▶ Work required: Could you reproduce each of the entries below word for word, in the same order?

━━ Dataset ━━

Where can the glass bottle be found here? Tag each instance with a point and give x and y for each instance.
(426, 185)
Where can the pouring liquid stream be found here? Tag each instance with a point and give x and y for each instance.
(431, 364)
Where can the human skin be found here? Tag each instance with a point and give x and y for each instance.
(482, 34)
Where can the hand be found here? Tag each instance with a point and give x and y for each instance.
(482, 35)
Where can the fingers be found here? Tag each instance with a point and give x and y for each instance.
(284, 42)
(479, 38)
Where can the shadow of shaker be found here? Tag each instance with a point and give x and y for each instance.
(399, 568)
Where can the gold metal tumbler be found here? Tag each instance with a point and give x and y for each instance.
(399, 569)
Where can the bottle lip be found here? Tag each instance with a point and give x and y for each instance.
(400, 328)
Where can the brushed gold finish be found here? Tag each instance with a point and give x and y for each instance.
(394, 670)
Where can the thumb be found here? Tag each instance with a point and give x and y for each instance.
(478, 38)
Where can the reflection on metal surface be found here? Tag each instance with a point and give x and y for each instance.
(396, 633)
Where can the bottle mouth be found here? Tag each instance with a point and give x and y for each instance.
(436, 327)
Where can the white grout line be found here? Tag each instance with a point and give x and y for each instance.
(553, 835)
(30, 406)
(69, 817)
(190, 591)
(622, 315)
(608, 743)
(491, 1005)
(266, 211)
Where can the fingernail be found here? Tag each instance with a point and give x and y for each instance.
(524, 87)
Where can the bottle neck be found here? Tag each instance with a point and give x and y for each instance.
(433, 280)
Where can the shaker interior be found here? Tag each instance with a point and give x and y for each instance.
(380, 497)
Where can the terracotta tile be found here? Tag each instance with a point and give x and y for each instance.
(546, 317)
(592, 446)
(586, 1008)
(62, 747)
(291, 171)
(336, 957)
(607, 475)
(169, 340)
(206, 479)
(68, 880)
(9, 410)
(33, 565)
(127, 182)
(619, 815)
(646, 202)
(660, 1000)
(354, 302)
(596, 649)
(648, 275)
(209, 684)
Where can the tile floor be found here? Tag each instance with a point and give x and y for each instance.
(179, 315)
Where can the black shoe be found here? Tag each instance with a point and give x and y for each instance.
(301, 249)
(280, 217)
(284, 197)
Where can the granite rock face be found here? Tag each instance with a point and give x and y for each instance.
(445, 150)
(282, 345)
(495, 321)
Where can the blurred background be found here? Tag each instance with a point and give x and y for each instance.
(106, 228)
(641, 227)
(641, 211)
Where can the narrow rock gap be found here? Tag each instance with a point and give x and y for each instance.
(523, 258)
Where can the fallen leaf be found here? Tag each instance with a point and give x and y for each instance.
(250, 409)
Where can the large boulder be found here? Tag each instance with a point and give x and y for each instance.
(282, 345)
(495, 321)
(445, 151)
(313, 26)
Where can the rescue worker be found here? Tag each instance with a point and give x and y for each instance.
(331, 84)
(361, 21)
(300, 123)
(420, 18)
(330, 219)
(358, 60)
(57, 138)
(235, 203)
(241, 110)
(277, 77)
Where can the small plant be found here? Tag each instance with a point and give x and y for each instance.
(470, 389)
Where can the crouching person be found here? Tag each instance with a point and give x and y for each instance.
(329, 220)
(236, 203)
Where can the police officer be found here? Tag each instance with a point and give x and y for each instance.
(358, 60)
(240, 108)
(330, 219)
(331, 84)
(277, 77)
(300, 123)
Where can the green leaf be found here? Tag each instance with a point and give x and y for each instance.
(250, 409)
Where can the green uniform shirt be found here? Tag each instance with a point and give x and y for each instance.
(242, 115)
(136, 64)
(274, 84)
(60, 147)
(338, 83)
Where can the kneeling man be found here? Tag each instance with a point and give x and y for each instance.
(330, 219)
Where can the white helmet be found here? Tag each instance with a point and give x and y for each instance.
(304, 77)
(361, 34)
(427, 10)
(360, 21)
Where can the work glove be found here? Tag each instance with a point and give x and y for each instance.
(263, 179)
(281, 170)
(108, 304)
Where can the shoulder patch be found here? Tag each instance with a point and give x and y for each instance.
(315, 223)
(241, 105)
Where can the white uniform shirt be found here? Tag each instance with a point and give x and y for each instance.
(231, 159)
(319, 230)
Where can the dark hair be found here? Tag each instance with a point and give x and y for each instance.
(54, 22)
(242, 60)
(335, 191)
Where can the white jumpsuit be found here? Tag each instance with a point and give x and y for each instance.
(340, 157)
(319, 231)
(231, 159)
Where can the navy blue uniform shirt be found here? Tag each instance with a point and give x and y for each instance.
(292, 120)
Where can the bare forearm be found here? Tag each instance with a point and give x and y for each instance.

━━━

▶ Exercise result:
Where can the glass bottle be found here? Tag each instance with a point and give x and y for each instance.
(426, 185)
Where can the pouring liquid stream be found here? Tag each instance with a point and give x and y for each instance.
(431, 364)
Where can the human skin be found here? Tag each instance with a point and give x and y for each instance.
(482, 34)
Where can the hand be found here? Tag each instance with a point and give x and y for each instance.
(482, 35)
Where can the fingers be found here? Tag each instance with a point and give x and y for each instance.
(284, 42)
(479, 38)
Where can the shadow of shaker be found here? Tag each instance with a point and give x and y for each instance.
(399, 568)
Where can the gold metal tumbler be found here? Tag each instance with a point and give x and y for each instance.
(399, 569)
Where can the bottle lip be found here? Tag each instance with a point and give x and y for each instance.
(400, 328)
Where can the brushed gold finish be found here? Tag each instance with a point and give x and y for each instance.
(394, 670)
Where can the thumb be found here? Tag each instance with a point and give x and y for each instance.
(478, 38)
Where can the reflection on metal surface be found here? Tag each instance with a point and give x and y for each instance.
(396, 633)
Where can the bottle mouth be found here? Tag each instance with a point and give x and y for each instance.
(436, 327)
Where can the white grout line be found here? Tag each instance with a point and give x and y for each instance.
(553, 835)
(30, 406)
(69, 817)
(190, 591)
(622, 315)
(608, 743)
(491, 1005)
(266, 211)
Where can the fingernail be found here? Tag each instance with a point and give x and y for each instance.
(524, 87)
Where can the bottle neck be found here? Tag each instance with a point and give x and y for each instance.
(433, 280)
Where can the shaker interior be found here? Tag each instance with a point and give x and y for each instance.
(380, 497)
Where can the terracotta tile be found here? Tag each instance with a point and give x and y for each instance.
(546, 317)
(592, 446)
(586, 1008)
(62, 747)
(291, 171)
(336, 957)
(607, 475)
(169, 340)
(206, 479)
(68, 880)
(9, 410)
(33, 565)
(127, 182)
(619, 815)
(646, 202)
(660, 1000)
(354, 302)
(596, 649)
(648, 275)
(209, 684)
Where can the tile floor be found here? Tag each instance with a point and give x and y for each instance.
(179, 315)
Where can the black shoe be found here? Tag each instance with a point and give x and y for each instance.
(301, 249)
(280, 217)
(284, 197)
Where can the granite rock face be found here? Tag each instance with a point and give x and y for each instance.
(445, 150)
(282, 345)
(495, 321)
Where can the blurred background be found here? Tag each instance with a point and give x and y for each instance.
(106, 228)
(641, 227)
(641, 211)
Where can the narrow rock gap be found here? Tag each instance with a point and give x and y for each instance.
(523, 258)
Where can the fallen leaf be found here? Tag each instance with a point and give x and y for each instance.
(250, 409)
Where can the large boulder be found here? Tag each instance with a point and give x and y for each instance.
(282, 345)
(495, 321)
(445, 151)
(313, 26)
Where can the rescue worker be found here? Tag each instance with a point and give x and y for each instance.
(331, 84)
(361, 21)
(300, 123)
(420, 18)
(330, 219)
(358, 60)
(57, 138)
(235, 203)
(241, 110)
(277, 77)
Where can the small plant be found here? Tag each instance with a point and give x and y for each instance.
(470, 389)
Where can the crouching person be found here? Tag each instance with a point and give x and y for each instance.
(329, 220)
(236, 203)
Where can the police officer be found here? Tag each instance with a point and give x and y for each instance.
(358, 60)
(240, 108)
(330, 219)
(331, 84)
(277, 77)
(300, 123)
Where can the green leaf be found here? Tag each instance with a point and give x and y for each instance.
(250, 409)
Where can the green uniform shirt be found here? Tag each instance with a point and give x and y for each instance.
(242, 115)
(136, 64)
(274, 84)
(60, 147)
(338, 83)
Where can the kneeling man be found here? Tag each instance with a point and give x and y for each instance.
(330, 219)
Where can the white helmet be found here? Tag each instance with a point and give x and y for each instance.
(304, 77)
(361, 34)
(427, 10)
(360, 21)
Where can the work glove be found here? Tag each instance with a point and give x and y for each instance.
(263, 179)
(281, 170)
(108, 304)
Where can the shoulder patch be found here? Tag each instance with a point and give x and y for each instance.
(315, 223)
(241, 105)
Where can the white uniform shirt be found here? Tag each instance with a point and give x and y for each instance.
(231, 159)
(319, 230)
Where can the dark hair be found here? Tag each instance with a point and give x and y for each instance.
(54, 22)
(242, 60)
(335, 191)
Where can the white jumpsuit be found here? Tag each instance with a point and give x and y for each instance.
(340, 157)
(319, 231)
(231, 159)
Where can the navy blue uniform shirt be found here? Tag each instance with a point and give x and y for each instance.
(292, 120)
Where can the bare forearm be found here? Tag each instance with a point and give x and y for each instance.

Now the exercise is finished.